§ Task statement
Look below for the line containing "Category: glass facade". Output it and each remaining line of the entries exactly, and nothing else.

§ Exercise input
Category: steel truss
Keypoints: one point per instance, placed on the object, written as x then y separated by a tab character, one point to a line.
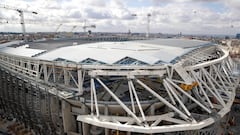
191	94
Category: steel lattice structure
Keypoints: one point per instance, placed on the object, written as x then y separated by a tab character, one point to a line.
191	93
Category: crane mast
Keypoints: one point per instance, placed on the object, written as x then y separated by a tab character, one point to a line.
85	26
21	14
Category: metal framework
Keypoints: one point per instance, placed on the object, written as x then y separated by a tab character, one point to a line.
192	93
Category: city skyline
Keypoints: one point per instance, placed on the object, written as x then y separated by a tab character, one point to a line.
167	16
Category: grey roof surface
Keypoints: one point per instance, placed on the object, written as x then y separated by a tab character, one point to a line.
143	51
140	52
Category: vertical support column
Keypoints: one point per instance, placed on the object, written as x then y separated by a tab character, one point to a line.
67	117
106	113
45	72
80	81
66	77
85	127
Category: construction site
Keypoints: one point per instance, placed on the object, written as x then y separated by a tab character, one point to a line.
117	84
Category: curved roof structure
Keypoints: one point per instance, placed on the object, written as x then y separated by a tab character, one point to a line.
134	52
146	86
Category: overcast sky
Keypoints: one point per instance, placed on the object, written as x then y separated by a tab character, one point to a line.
168	16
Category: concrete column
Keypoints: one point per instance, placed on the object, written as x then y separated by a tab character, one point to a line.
68	122
106	113
85	127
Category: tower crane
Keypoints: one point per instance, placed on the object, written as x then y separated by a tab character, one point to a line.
21	14
148	23
75	26
85	26
58	28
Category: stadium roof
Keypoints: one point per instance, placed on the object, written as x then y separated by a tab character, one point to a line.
141	52
131	53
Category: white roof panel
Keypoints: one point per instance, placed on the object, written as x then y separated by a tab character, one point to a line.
21	51
150	51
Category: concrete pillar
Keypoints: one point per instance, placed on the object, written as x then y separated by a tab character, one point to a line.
68	123
106	113
85	127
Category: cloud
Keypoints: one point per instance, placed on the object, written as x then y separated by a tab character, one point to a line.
168	16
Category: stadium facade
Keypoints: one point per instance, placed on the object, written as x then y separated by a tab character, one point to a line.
167	86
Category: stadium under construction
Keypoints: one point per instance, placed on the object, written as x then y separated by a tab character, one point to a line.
158	86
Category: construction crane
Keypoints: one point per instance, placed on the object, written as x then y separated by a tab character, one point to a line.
148	23
85	26
21	14
75	26
58	28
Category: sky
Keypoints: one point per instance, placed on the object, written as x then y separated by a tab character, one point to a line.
167	16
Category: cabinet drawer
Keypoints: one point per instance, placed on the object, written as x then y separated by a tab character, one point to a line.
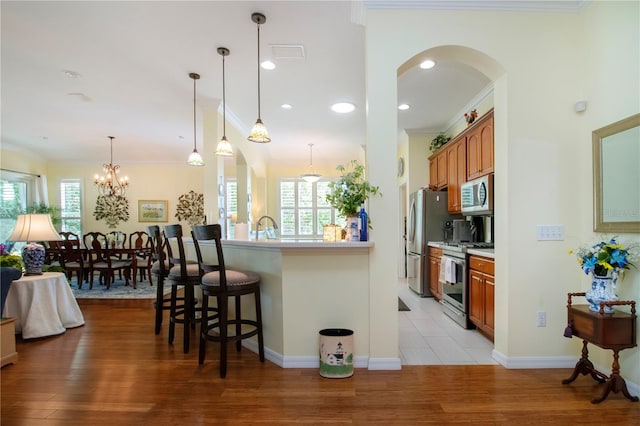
481	264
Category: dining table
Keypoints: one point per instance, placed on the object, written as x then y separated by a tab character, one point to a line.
43	305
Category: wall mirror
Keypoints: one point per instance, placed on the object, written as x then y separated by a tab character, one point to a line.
616	174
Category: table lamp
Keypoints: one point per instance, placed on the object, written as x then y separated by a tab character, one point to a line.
30	228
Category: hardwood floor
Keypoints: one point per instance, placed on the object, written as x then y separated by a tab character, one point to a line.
115	371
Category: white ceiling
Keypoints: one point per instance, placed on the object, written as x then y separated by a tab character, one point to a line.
134	58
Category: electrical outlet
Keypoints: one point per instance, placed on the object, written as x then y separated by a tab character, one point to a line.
550	232
542	319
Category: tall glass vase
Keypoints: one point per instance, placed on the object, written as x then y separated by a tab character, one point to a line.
603	289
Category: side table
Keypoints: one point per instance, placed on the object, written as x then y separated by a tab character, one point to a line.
8	341
616	331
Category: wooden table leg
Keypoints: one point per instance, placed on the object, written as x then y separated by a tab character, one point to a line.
615	383
584	366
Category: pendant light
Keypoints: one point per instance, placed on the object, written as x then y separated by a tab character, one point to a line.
312	176
194	159
224	147
259	132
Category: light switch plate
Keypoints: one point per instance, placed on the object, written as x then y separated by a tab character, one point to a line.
550	232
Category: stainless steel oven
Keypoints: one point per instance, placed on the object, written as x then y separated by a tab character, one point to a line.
453	277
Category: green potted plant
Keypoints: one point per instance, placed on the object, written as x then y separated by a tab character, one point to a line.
438	142
350	190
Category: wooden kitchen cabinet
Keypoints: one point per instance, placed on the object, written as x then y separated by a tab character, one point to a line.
456	172
482	294
438	170
435	254
480	147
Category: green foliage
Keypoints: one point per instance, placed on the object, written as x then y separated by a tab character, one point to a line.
112	209
191	208
439	141
350	190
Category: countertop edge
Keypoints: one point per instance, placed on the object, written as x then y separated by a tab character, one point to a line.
297	244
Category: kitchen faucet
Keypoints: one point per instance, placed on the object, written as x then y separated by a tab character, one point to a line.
275	225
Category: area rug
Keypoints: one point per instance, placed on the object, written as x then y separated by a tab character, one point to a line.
402	307
117	290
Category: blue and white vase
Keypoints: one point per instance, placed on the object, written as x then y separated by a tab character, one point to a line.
33	258
603	289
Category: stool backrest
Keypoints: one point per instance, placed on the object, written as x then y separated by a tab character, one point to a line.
211	232
158	247
173	240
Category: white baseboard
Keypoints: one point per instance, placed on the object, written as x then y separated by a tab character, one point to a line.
396	364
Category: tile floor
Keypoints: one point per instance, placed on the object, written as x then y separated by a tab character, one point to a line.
428	337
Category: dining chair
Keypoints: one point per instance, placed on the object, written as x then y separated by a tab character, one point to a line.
223	284
141	242
101	261
184	275
72	260
160	269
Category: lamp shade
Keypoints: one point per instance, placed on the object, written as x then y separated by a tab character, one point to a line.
34	227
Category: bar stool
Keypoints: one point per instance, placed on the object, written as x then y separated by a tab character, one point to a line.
160	269
222	283
181	274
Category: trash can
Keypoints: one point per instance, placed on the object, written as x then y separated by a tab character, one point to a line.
336	353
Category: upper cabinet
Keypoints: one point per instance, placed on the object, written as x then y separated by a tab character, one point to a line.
468	156
480	147
456	154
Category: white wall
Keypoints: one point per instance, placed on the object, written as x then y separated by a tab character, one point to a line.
542	147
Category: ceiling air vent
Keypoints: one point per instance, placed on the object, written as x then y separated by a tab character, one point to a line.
287	51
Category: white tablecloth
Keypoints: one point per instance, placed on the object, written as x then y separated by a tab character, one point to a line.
43	304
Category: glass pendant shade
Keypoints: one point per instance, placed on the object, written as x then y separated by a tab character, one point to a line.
312	176
195	159
224	148
259	132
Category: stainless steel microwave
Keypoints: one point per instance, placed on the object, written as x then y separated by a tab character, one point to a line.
477	196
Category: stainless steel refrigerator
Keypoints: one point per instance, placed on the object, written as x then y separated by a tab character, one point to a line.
428	213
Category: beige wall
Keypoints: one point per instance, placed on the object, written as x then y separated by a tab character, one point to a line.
542	153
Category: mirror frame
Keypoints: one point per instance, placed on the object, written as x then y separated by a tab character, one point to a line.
598	135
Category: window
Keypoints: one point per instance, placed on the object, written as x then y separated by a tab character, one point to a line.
231	198
303	209
71	205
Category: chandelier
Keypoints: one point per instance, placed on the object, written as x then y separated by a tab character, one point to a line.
111	184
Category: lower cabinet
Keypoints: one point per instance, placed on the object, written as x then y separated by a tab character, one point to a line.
434	272
481	294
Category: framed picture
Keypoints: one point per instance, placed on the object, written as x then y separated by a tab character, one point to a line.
153	211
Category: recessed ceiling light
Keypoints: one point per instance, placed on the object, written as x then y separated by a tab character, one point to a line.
71	74
428	64
343	107
268	65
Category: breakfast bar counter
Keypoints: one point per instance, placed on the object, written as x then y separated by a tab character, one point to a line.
306	286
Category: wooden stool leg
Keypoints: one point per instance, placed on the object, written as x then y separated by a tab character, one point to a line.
223	305
204	329
159	303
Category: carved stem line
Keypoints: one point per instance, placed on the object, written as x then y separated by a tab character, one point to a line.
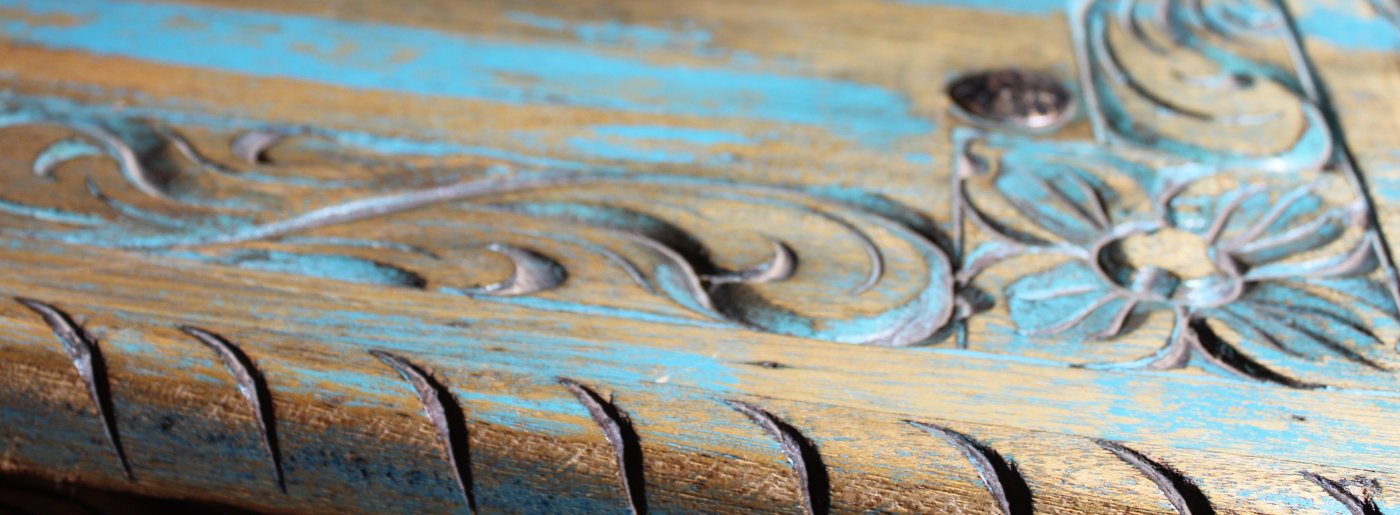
87	360
1357	505
1318	94
1001	477
447	417
254	389
1178	489
626	445
801	454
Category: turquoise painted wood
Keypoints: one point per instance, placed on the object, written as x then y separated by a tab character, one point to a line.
602	256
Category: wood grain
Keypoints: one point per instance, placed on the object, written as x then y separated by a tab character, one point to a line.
595	256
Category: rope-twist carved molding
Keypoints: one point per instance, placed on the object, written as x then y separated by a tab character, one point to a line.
1000	475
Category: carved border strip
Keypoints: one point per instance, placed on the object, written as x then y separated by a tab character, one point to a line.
1000	475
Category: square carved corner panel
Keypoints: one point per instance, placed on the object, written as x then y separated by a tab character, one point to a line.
601	256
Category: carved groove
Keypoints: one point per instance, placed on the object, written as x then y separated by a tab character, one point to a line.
87	360
447	417
1180	491
254	389
626	445
1357	505
1001	477
801	454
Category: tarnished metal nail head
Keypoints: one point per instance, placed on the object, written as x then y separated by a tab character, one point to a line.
1011	98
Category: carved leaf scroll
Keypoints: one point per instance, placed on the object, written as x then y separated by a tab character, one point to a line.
884	279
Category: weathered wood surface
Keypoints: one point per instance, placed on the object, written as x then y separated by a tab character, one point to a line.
584	256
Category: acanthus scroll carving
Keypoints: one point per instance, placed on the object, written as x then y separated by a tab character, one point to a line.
179	203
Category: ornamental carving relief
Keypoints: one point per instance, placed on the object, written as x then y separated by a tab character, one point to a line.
1217	221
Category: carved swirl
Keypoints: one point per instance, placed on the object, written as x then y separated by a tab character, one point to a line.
626	445
198	209
1000	475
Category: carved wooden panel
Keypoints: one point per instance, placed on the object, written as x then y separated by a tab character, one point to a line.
598	256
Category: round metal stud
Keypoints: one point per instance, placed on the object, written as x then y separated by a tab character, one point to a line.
1011	100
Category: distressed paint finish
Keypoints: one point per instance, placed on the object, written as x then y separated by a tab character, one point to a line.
618	254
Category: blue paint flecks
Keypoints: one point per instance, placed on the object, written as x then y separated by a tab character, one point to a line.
613	32
1038	7
1350	28
423	62
653	143
1348	25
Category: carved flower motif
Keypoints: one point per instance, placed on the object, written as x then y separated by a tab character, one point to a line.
1257	277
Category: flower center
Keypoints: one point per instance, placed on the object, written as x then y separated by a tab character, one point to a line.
1179	252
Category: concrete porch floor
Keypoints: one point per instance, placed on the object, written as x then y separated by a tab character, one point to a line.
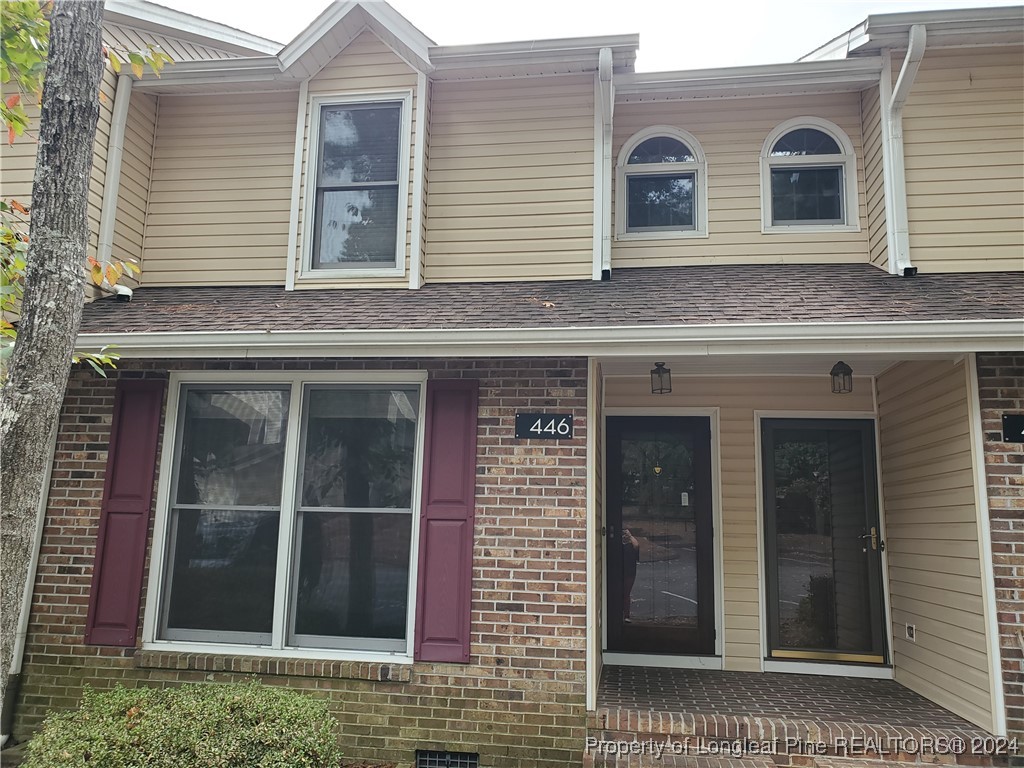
774	695
809	720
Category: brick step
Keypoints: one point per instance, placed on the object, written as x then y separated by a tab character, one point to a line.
672	761
777	741
652	759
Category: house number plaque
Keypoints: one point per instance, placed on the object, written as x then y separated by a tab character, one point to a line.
544	426
1013	427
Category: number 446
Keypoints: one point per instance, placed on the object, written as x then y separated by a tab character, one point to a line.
551	427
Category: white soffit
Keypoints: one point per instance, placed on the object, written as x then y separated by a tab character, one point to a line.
754	366
143	15
732	82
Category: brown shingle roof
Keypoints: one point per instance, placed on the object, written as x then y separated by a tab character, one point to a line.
655	296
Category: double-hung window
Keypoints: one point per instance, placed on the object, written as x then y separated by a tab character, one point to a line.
289	520
662	185
357	185
808	177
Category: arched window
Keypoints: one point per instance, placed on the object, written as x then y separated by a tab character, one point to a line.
663	185
808	177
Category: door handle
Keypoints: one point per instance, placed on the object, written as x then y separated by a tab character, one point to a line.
877	544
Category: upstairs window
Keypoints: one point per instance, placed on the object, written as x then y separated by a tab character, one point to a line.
808	177
357	187
662	185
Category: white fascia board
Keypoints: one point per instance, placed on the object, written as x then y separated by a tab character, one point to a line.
176	24
311	35
417	44
216	72
642	341
858	73
840	46
563	49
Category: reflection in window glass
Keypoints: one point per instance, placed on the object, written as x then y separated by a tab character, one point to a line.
223	570
812	195
805	141
358	449
356	207
351	509
353	574
232	448
660	202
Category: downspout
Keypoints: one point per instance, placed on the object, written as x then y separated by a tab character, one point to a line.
602	180
112	179
893	99
14	676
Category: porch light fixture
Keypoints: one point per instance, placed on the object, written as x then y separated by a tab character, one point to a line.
842	378
660	379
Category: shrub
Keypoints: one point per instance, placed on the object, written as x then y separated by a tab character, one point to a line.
193	726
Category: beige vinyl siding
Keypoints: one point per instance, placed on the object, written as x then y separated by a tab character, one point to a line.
366	66
932	537
17	162
221	189
875	189
136	168
127	39
732	133
964	143
511	179
737	399
108	86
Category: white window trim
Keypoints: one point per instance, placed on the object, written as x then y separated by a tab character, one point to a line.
309	204
698	168
848	162
161	540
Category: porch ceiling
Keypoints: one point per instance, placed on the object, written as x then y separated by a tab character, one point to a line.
760	365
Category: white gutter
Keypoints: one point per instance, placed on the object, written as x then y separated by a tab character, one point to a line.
30	579
893	99
112	178
604	108
635	341
176	24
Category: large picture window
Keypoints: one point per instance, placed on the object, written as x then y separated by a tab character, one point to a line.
292	535
358	159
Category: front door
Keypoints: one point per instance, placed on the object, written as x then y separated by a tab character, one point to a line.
822	542
658	536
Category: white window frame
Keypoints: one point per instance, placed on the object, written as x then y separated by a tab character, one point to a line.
847	161
698	168
162	541
316	103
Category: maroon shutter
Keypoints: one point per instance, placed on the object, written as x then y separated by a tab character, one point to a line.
124	517
445	568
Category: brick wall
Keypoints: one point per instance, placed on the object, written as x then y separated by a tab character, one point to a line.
518	702
1000	384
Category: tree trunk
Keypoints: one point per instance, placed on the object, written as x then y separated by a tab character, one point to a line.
51	309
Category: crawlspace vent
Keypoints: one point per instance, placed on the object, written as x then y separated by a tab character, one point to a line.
431	759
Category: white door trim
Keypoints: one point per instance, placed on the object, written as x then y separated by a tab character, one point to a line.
797	667
716	512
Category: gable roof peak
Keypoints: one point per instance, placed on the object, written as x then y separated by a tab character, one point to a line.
340	23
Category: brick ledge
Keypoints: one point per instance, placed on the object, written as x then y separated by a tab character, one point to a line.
376	671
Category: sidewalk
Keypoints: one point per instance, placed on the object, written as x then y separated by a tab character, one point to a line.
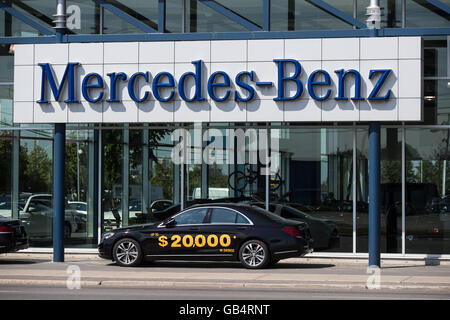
290	274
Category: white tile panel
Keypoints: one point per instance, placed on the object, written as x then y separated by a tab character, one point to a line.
378	48
157	52
265	110
24	76
120	52
410	78
188	51
378	110
23	54
229	51
303	49
191	111
153	111
56	112
53	53
265	50
228	111
86	53
340	49
23	112
410	47
85	112
410	109
121	112
302	110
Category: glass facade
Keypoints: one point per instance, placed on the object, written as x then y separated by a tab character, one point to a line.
119	175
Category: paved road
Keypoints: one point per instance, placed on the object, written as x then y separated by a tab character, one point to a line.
111	293
36	277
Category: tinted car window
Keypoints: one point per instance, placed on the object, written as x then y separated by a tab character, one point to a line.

§ Response to this task
Category: glass facade
Keypoints: one point per instance, placed on the object, written as x then y separated by a tab character, one point to a line.
119	175
Category: paved road
Keypoints: one point per instance, placed on the object, written as x then y separated by a tab character, one point to a line.
111	293
36	277
Category: tinted car window
Keypoints: one point per instance, placed on the object, written as x then y separated by a tab character, one point to a line.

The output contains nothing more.